**REQUEST**. Which lines in the items below contain the word "brown"? Collect every such line, treating uppercase and lowercase letters as different.

**Source data**.

::::::::

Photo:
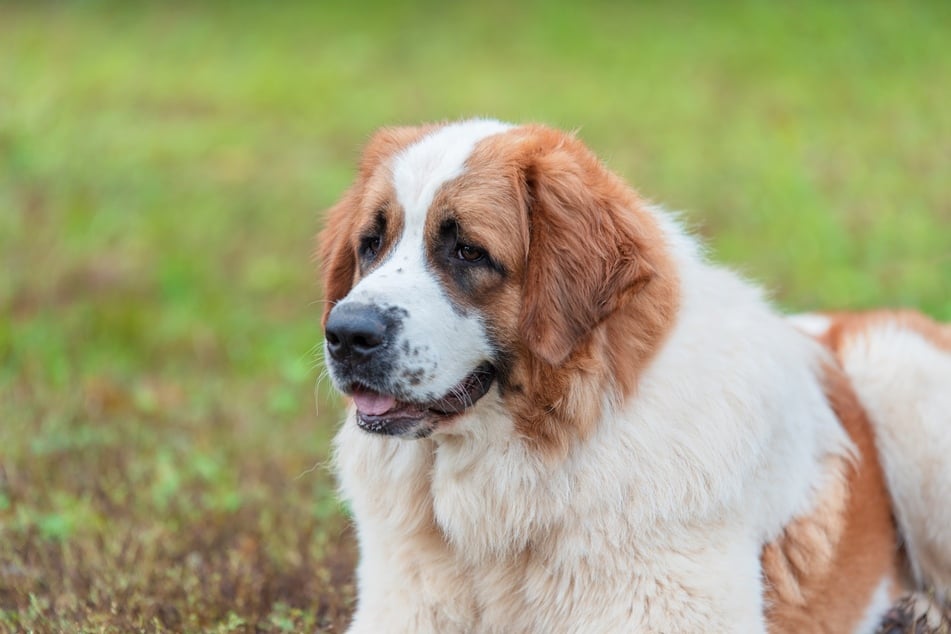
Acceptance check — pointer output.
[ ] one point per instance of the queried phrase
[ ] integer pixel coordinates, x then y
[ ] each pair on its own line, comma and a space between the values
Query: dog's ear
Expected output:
586, 252
337, 252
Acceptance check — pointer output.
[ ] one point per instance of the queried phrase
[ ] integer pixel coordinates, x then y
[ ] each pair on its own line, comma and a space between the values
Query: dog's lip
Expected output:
383, 413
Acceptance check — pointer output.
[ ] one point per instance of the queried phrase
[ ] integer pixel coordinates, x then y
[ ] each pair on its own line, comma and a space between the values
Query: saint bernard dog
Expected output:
564, 418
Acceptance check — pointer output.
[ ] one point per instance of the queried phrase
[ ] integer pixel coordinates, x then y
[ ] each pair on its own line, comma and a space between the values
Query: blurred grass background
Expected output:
163, 167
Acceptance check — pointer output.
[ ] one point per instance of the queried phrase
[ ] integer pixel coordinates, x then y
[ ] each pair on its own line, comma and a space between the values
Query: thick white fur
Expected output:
904, 382
654, 523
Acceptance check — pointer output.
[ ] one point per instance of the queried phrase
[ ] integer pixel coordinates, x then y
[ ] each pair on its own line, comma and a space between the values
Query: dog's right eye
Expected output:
370, 246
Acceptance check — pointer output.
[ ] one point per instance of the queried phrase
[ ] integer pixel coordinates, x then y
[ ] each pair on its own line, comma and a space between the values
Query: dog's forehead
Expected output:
422, 168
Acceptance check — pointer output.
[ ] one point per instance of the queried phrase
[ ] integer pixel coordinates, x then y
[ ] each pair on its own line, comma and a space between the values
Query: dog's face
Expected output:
466, 259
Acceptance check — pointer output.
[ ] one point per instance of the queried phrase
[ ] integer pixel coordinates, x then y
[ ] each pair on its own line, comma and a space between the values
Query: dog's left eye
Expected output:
370, 246
469, 253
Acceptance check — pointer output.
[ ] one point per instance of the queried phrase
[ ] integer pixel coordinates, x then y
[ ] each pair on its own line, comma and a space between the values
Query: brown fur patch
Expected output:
823, 571
845, 326
595, 289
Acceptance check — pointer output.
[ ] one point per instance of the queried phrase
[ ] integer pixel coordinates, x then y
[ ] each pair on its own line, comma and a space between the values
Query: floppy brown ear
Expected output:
586, 252
336, 251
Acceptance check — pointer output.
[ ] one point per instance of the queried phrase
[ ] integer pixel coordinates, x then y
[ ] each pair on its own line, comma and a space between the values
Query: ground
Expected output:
164, 167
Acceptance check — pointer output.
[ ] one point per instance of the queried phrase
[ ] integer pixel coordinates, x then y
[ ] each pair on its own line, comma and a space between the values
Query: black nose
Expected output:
355, 331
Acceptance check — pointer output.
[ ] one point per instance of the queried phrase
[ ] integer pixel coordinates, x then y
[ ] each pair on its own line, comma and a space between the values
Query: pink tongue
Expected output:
373, 404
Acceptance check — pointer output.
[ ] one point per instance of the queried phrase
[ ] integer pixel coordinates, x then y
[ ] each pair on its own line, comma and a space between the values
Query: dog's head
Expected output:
477, 256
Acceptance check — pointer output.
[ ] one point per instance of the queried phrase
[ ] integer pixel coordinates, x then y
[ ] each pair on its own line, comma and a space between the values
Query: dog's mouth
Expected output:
381, 413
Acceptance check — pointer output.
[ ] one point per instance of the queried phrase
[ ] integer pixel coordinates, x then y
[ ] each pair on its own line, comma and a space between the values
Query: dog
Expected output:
564, 418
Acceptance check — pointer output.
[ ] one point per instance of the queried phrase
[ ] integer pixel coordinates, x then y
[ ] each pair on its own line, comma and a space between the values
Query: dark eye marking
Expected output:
372, 240
469, 253
461, 252
370, 247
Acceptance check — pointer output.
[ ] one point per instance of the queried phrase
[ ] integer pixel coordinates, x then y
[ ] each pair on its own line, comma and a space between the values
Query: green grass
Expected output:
163, 168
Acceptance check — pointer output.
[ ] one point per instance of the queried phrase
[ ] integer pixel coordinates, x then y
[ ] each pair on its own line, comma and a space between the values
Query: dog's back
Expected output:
899, 363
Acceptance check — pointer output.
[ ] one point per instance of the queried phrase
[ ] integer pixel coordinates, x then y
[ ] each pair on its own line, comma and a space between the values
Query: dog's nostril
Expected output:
355, 332
366, 341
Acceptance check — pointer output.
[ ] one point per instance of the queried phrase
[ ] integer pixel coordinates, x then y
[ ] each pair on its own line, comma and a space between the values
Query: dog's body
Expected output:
580, 425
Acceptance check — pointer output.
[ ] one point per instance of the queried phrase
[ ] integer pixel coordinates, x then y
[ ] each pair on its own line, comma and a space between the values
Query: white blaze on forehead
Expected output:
438, 346
420, 169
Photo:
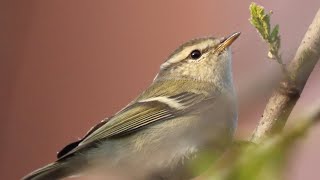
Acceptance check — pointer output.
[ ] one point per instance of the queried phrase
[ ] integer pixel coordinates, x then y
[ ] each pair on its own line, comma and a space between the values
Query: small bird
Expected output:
189, 109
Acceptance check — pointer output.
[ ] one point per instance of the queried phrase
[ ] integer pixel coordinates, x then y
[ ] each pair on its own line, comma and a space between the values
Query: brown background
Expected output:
65, 65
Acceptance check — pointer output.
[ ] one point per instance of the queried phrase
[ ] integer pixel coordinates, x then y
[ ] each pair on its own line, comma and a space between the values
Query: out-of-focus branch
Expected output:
285, 97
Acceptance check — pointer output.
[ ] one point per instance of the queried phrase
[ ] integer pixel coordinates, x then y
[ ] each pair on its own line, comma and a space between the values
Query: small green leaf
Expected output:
261, 21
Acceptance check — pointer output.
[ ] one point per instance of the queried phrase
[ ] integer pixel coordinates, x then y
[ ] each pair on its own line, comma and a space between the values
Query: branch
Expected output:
285, 97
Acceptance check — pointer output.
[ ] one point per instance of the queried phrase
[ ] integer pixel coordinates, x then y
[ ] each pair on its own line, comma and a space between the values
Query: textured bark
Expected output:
287, 94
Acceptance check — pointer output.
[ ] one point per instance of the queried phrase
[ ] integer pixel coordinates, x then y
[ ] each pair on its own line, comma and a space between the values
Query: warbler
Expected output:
189, 108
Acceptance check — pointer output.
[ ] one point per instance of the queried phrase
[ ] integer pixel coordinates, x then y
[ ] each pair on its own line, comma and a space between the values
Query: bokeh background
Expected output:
65, 65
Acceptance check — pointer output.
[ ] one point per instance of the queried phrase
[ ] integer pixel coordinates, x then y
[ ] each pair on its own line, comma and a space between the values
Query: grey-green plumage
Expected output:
189, 108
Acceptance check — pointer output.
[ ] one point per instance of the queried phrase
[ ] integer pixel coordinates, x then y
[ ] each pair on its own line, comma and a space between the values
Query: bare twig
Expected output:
285, 97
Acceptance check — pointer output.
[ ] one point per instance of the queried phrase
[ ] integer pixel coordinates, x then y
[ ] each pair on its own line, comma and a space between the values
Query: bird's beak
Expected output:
226, 42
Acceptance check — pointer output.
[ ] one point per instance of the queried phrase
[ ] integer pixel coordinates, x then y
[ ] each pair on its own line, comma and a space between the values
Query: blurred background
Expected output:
65, 65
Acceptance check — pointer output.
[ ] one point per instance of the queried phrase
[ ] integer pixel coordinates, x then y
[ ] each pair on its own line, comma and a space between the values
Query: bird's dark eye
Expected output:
195, 54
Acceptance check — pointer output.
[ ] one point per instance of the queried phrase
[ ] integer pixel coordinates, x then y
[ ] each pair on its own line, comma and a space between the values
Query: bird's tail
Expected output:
55, 170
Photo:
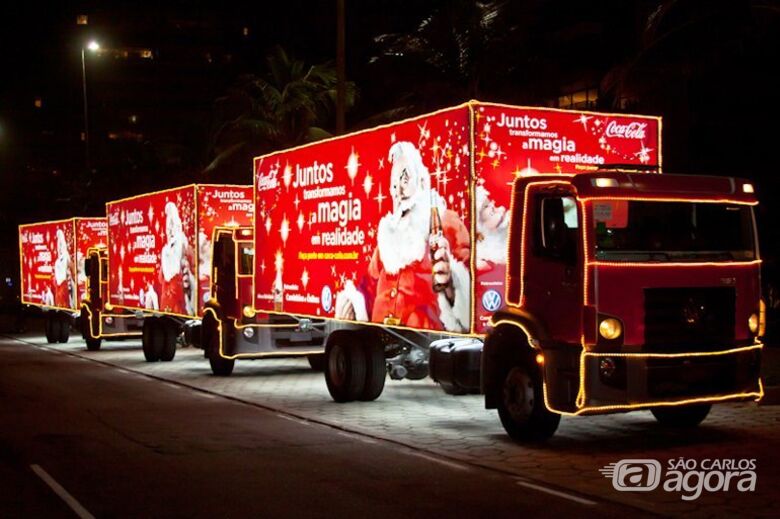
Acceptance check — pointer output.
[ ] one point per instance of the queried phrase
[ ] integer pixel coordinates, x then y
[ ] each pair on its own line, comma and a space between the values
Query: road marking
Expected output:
290, 418
557, 493
357, 437
451, 464
64, 495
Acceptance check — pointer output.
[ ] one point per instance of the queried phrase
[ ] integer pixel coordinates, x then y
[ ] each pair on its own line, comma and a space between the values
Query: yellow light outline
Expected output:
473, 225
101, 316
256, 355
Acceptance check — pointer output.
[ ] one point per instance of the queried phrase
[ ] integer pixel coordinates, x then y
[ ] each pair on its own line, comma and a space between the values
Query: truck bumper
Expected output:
611, 382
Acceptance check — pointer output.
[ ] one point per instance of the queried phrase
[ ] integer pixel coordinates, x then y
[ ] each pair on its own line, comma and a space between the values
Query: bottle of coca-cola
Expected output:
436, 232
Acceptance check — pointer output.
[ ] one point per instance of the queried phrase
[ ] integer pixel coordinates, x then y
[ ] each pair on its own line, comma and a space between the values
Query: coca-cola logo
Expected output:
633, 130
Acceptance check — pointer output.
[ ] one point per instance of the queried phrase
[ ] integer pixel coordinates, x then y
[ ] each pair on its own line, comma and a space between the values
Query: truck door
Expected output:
553, 275
224, 273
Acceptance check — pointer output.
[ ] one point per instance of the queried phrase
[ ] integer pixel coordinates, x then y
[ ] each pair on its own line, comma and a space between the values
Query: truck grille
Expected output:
689, 319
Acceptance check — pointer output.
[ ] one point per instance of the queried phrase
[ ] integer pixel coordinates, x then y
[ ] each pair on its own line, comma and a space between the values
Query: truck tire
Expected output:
149, 340
316, 362
521, 409
345, 370
170, 332
681, 416
93, 344
376, 371
49, 328
63, 328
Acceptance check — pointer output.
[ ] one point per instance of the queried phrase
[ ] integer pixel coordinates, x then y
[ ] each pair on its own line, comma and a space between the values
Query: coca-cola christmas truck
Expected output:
51, 256
502, 244
159, 256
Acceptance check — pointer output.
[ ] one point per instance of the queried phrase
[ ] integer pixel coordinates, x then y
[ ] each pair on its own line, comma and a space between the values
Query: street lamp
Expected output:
92, 46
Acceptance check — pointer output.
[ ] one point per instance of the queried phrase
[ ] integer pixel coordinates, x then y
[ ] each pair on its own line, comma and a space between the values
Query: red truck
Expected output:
156, 269
51, 259
501, 250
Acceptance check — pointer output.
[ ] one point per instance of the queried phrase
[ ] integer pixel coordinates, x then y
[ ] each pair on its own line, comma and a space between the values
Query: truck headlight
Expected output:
248, 311
610, 328
753, 323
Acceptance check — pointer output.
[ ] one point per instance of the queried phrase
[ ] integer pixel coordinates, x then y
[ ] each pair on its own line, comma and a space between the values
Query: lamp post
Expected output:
92, 46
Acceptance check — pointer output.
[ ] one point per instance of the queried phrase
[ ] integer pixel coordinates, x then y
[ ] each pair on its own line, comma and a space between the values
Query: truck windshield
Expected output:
246, 258
673, 231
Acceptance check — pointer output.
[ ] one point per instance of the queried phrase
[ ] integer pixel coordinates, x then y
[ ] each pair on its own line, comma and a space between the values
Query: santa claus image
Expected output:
492, 227
419, 266
171, 256
47, 298
63, 286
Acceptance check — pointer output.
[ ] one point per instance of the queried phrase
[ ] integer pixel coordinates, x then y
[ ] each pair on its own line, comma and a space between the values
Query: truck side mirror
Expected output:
556, 239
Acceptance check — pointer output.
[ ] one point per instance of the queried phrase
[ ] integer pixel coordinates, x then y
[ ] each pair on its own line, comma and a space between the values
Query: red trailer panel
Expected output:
155, 242
405, 225
50, 254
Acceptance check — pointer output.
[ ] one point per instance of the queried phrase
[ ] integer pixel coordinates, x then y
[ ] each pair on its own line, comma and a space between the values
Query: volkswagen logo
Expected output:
693, 312
491, 300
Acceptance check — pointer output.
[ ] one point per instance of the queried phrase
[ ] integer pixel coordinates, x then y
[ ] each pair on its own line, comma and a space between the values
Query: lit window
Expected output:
582, 99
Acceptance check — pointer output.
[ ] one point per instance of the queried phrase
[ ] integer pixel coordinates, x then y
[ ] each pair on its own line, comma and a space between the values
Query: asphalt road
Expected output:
81, 438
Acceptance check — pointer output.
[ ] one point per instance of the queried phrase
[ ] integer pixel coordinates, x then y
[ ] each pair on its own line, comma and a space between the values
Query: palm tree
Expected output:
291, 104
462, 50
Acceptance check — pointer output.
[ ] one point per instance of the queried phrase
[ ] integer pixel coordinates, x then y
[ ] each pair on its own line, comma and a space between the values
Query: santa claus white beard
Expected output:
171, 259
492, 245
61, 268
402, 238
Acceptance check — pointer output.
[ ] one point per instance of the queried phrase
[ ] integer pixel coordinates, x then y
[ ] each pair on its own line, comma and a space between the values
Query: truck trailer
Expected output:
51, 258
158, 264
534, 255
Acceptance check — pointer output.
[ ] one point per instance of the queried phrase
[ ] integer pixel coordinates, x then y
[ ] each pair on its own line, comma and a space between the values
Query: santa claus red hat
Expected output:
418, 173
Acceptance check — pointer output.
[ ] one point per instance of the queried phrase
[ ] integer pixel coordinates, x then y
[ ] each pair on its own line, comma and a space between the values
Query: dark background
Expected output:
172, 75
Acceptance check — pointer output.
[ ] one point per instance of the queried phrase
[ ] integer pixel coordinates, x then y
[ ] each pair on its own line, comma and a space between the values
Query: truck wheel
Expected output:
376, 371
345, 371
93, 344
317, 362
63, 327
681, 416
51, 330
221, 366
169, 332
149, 340
521, 409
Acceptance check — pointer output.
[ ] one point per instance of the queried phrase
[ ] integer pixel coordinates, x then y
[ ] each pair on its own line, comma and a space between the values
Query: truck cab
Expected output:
99, 320
625, 291
231, 329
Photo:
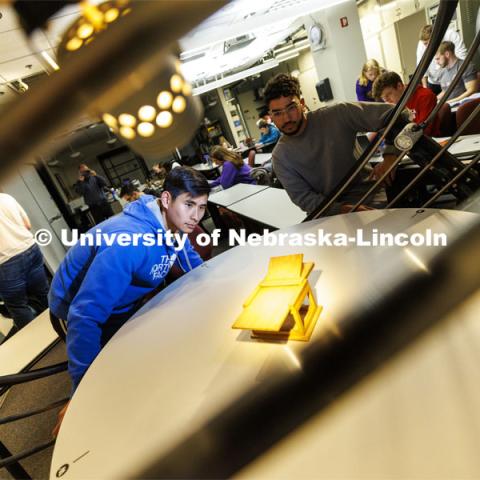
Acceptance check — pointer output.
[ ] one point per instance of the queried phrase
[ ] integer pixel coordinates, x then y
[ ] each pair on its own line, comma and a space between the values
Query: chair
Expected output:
464, 112
446, 121
261, 176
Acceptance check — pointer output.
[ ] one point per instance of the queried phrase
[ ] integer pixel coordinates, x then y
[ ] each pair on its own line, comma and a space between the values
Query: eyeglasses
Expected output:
289, 110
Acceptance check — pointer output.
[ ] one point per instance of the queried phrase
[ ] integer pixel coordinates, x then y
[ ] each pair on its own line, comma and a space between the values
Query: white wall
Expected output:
344, 54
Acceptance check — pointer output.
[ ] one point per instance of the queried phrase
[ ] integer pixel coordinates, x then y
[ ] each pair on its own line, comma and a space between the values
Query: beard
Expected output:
291, 133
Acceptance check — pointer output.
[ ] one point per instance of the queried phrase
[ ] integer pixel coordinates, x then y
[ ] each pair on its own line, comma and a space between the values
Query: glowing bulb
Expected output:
111, 15
74, 44
164, 99
93, 14
110, 120
178, 66
85, 30
164, 119
147, 113
127, 132
176, 83
179, 104
127, 120
187, 89
145, 129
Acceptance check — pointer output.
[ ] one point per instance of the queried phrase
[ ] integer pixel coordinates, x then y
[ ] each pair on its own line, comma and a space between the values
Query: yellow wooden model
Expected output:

::::::::

**THE SOLUTION**.
Query: brown fur patch
Query: floppy brown ear
Query: brown background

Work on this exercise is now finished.